** Task to carry out **
Would you return all of this data exactly, leaving nothing out?

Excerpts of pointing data
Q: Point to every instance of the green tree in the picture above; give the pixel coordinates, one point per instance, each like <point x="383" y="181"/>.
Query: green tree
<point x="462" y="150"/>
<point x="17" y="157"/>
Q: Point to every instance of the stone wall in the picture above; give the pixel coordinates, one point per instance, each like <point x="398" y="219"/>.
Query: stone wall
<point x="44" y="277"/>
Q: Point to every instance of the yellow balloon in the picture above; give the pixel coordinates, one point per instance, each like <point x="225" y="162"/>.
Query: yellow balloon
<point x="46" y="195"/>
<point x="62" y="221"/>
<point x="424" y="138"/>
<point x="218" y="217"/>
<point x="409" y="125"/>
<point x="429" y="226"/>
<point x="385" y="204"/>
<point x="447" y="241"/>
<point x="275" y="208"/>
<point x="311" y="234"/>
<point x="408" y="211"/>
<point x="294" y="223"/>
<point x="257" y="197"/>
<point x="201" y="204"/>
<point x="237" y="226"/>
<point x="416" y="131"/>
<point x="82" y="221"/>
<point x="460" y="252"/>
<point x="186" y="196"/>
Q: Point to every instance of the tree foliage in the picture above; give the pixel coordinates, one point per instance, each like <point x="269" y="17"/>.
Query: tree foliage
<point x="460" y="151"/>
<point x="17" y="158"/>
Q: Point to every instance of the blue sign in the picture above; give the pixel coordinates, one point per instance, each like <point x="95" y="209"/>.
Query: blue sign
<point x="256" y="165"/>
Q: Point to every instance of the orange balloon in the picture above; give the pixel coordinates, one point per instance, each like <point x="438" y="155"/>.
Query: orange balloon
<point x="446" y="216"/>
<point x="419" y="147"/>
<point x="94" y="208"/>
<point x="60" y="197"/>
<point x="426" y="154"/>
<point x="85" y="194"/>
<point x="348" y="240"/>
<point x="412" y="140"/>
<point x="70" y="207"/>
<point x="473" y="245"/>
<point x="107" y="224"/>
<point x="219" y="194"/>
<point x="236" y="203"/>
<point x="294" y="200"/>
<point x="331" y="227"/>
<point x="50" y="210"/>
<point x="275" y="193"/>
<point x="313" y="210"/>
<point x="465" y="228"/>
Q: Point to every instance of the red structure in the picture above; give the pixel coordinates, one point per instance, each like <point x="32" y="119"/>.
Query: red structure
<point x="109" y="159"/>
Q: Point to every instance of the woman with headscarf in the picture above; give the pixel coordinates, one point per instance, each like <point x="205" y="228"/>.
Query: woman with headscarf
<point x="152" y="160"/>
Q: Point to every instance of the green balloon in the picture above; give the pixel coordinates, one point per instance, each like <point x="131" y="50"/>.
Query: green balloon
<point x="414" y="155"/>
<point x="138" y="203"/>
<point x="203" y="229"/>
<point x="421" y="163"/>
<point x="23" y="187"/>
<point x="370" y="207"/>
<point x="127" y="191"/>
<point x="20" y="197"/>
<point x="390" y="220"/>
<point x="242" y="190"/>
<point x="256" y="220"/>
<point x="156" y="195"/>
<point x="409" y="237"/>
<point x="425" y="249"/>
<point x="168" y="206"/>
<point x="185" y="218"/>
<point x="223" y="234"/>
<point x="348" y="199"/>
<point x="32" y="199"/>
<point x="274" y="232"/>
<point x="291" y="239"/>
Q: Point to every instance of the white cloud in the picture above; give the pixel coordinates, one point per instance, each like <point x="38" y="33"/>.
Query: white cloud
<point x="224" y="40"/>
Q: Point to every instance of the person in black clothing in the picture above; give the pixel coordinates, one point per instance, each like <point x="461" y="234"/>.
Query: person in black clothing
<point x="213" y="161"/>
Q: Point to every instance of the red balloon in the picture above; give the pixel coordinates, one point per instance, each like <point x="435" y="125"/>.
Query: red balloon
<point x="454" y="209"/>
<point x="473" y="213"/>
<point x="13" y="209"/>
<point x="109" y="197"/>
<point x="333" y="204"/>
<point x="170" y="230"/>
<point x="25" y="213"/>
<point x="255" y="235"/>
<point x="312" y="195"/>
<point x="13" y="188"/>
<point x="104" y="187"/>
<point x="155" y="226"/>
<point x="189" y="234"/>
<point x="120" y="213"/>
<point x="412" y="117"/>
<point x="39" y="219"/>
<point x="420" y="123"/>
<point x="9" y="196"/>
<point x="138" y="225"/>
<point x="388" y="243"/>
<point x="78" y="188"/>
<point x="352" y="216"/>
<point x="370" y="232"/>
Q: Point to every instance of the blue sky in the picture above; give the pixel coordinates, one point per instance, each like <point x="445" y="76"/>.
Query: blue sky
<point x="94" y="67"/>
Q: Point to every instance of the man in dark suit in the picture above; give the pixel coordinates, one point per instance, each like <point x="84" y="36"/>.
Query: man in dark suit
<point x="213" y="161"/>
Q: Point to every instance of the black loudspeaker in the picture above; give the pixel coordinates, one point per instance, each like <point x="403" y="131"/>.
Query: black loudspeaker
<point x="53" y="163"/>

** The reply **
Q: Point to every instance of the green tree in the picture above; give the pixel coordinates, one point per instance, each like <point x="383" y="181"/>.
Query: green tree
<point x="462" y="150"/>
<point x="17" y="157"/>
Q: Point to every instance of the stone wall in the picture above; give the pixel coordinates, one point per instance, each like <point x="398" y="219"/>.
Query: stone wall
<point x="44" y="277"/>
Q: Point to every instance of the yellow balloon in the picture above; give the pixel coordinates, one point per instance, each like <point x="225" y="162"/>.
Query: yellow balloon
<point x="46" y="195"/>
<point x="62" y="221"/>
<point x="424" y="138"/>
<point x="218" y="217"/>
<point x="409" y="125"/>
<point x="429" y="226"/>
<point x="385" y="204"/>
<point x="447" y="241"/>
<point x="275" y="208"/>
<point x="311" y="234"/>
<point x="408" y="211"/>
<point x="294" y="223"/>
<point x="257" y="197"/>
<point x="201" y="204"/>
<point x="237" y="226"/>
<point x="416" y="131"/>
<point x="82" y="221"/>
<point x="460" y="252"/>
<point x="186" y="196"/>
Q: Point to every instance of the tree foliage in the picture above; give the pixel coordinates, one point per instance, each like <point x="269" y="17"/>.
Query: tree foliage
<point x="460" y="151"/>
<point x="17" y="158"/>
Q: Point to every instance of the blue sign in the picture above; give the pixel coordinates, one point per instance, each like <point x="95" y="209"/>.
Query: blue sign
<point x="256" y="165"/>
Q: Point to every instance of the orange balloon in the picture above; give the pixel coordinates, one point per instance, each like <point x="438" y="155"/>.
Query: orange balloon
<point x="446" y="216"/>
<point x="419" y="147"/>
<point x="94" y="208"/>
<point x="60" y="197"/>
<point x="426" y="154"/>
<point x="85" y="194"/>
<point x="348" y="240"/>
<point x="412" y="140"/>
<point x="70" y="207"/>
<point x="473" y="245"/>
<point x="107" y="224"/>
<point x="219" y="194"/>
<point x="236" y="203"/>
<point x="294" y="200"/>
<point x="331" y="227"/>
<point x="50" y="210"/>
<point x="275" y="193"/>
<point x="313" y="210"/>
<point x="465" y="228"/>
Q: Point to every instance of the red structure in the picture above; give the pixel coordinates, one point per instance, each like <point x="32" y="119"/>.
Query: red structure
<point x="109" y="159"/>
Q: Point to every instance of the woman with headscarf in the picture above; give the pixel coordinates, one point per instance, each like <point x="205" y="228"/>.
Query: woman with headscarf
<point x="152" y="160"/>
Q: Point to every instance of the green balloon in the picture above; give the pixel coordinates, one point per instance, each like <point x="131" y="50"/>.
Query: green balloon
<point x="414" y="155"/>
<point x="138" y="203"/>
<point x="203" y="229"/>
<point x="421" y="163"/>
<point x="23" y="187"/>
<point x="370" y="207"/>
<point x="127" y="191"/>
<point x="20" y="197"/>
<point x="390" y="220"/>
<point x="242" y="190"/>
<point x="256" y="220"/>
<point x="156" y="195"/>
<point x="409" y="237"/>
<point x="425" y="249"/>
<point x="168" y="206"/>
<point x="185" y="218"/>
<point x="223" y="234"/>
<point x="348" y="199"/>
<point x="32" y="199"/>
<point x="274" y="232"/>
<point x="291" y="239"/>
Q: Point to every instance of the white cloud in the picture above; give the pixel coordinates, one point per instance, each like <point x="38" y="33"/>.
Query: white cloud
<point x="224" y="40"/>
Q: Point to every instance of the person in black clothing in the picture above; give the pixel coordinates, one point per instance, each like <point x="461" y="234"/>.
Query: person in black clothing
<point x="213" y="161"/>
Q: Point to every instance of the red balloon in the picture above; give the pixel coordinates, one point per instance, each like <point x="435" y="125"/>.
Query: red balloon
<point x="454" y="209"/>
<point x="473" y="213"/>
<point x="13" y="209"/>
<point x="109" y="197"/>
<point x="333" y="204"/>
<point x="170" y="230"/>
<point x="25" y="213"/>
<point x="255" y="235"/>
<point x="312" y="195"/>
<point x="13" y="188"/>
<point x="104" y="187"/>
<point x="155" y="226"/>
<point x="189" y="234"/>
<point x="120" y="213"/>
<point x="412" y="117"/>
<point x="39" y="219"/>
<point x="420" y="123"/>
<point x="9" y="196"/>
<point x="138" y="225"/>
<point x="388" y="243"/>
<point x="78" y="188"/>
<point x="352" y="216"/>
<point x="370" y="232"/>
Q: Point to every instance of the blue sky in the picture above; give the pixel coordinates, one point per instance, each like <point x="445" y="76"/>.
Query: blue sky
<point x="94" y="67"/>
Q: Point to every instance of the man in dark suit in the picture above; give the pixel coordinates, one point per instance, each like <point x="84" y="36"/>.
Query: man in dark suit
<point x="213" y="161"/>
Q: Point to every instance of the black loudspeaker in the picture above; give the pixel coordinates, one point per instance, each like <point x="403" y="131"/>.
Query: black loudspeaker
<point x="53" y="163"/>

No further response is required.